Extracted material Start Marker

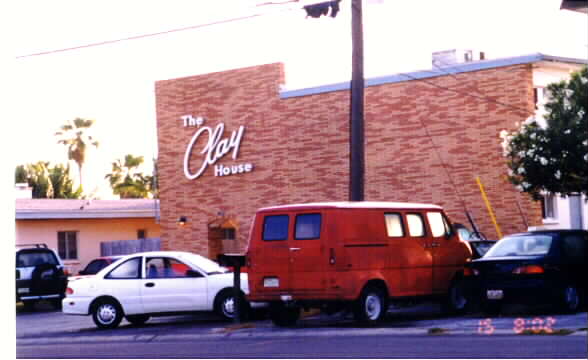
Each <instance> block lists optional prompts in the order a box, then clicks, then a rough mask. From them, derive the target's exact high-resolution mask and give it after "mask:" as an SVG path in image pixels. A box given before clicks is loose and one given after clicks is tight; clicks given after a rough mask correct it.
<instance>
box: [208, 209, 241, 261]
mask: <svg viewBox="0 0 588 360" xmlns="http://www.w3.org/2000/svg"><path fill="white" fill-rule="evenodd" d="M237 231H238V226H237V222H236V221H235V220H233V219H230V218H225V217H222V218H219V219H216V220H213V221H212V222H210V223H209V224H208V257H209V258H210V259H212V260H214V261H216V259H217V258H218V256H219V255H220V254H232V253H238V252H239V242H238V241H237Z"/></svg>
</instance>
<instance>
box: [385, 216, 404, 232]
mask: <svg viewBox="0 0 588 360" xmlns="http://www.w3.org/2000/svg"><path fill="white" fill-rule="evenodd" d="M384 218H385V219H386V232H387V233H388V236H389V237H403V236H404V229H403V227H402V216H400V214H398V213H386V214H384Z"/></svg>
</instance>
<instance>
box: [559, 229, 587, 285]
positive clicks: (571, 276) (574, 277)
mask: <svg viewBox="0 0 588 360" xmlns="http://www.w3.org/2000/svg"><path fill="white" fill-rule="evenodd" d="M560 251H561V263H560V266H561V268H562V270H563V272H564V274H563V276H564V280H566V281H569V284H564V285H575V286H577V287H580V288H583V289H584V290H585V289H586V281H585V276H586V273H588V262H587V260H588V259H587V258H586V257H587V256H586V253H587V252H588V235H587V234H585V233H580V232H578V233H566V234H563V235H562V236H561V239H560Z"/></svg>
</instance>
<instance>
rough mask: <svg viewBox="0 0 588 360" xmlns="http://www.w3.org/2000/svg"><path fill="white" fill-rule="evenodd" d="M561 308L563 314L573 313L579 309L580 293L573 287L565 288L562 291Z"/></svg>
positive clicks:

Extracted material End Marker

Update the material above by replacing every "positive clicks" with "foreground clicks" and keeping everything else the same. Leave out the pictures when you write it back.

Solution for this task:
Each <instance> block lists optional prompts in the order a box, then clicks, then a rough mask. From them, derive the target's exact high-resolution mask and give it after "mask:" as an SVG path in image pixels. A box given before clicks is loose and one given after clicks is tight; clicks given after a rough mask correct it.
<instance>
box: [208, 209, 241, 261]
mask: <svg viewBox="0 0 588 360" xmlns="http://www.w3.org/2000/svg"><path fill="white" fill-rule="evenodd" d="M237 231H238V226H237V222H236V221H235V220H233V219H230V218H225V217H222V218H219V219H216V220H213V221H212V222H210V223H209V224H208V257H209V258H210V259H212V260H214V261H216V259H217V258H218V256H219V255H220V254H232V253H238V252H239V242H238V241H237Z"/></svg>
</instance>
<instance>
box: [385, 216, 404, 232]
mask: <svg viewBox="0 0 588 360" xmlns="http://www.w3.org/2000/svg"><path fill="white" fill-rule="evenodd" d="M384 218H385V219H386V232H387V233H388V236H389V237H403V236H404V229H403V227H402V216H400V214H398V213H386V214H384Z"/></svg>
</instance>
<instance>
box: [559, 229, 587, 285]
foreground clicks: (571, 276) (574, 277)
mask: <svg viewBox="0 0 588 360" xmlns="http://www.w3.org/2000/svg"><path fill="white" fill-rule="evenodd" d="M560 251H561V263H560V266H561V268H562V270H563V272H564V274H563V276H564V280H566V281H569V284H564V285H575V286H577V287H580V288H583V289H584V290H585V289H586V281H585V276H586V273H588V262H587V260H588V259H587V258H586V257H587V256H586V253H587V252H588V235H587V234H585V233H580V232H578V233H566V234H563V235H562V236H561V239H560Z"/></svg>
</instance>
<instance>
rough mask: <svg viewBox="0 0 588 360" xmlns="http://www.w3.org/2000/svg"><path fill="white" fill-rule="evenodd" d="M561 308L563 314L573 313L579 309L580 293L573 287L565 288L562 291Z"/></svg>
foreground clicks:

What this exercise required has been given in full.